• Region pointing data
<<<<
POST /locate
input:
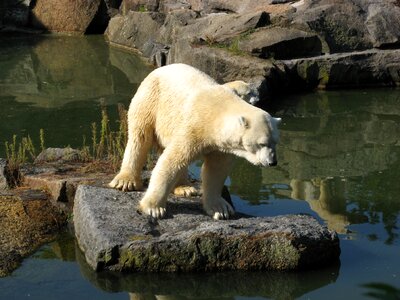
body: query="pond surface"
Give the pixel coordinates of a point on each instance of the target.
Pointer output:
(339, 160)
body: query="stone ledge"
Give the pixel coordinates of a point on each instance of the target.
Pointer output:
(114, 236)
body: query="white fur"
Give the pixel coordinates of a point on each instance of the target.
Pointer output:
(186, 113)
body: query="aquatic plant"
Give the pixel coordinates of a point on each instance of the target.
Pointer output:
>>>>
• Problem
Give the data above again, exactly, with every picture removed.

• Result of the task
POST /locate
input:
body: query="pond surface"
Give the pixel coordinates of a point on each instance of the target.
Pointer output:
(339, 160)
body: query="stone ledge"
Give the pixel coordinates of a point on each instance of the target.
Pointer output:
(114, 236)
body: query="white fur"
Give the pixel coordinates of a point on each instance of the target.
Pointer output:
(186, 113)
body: query="aquatic plant"
Give the pixel coordinates of a point on each instance of the target.
Pointer output:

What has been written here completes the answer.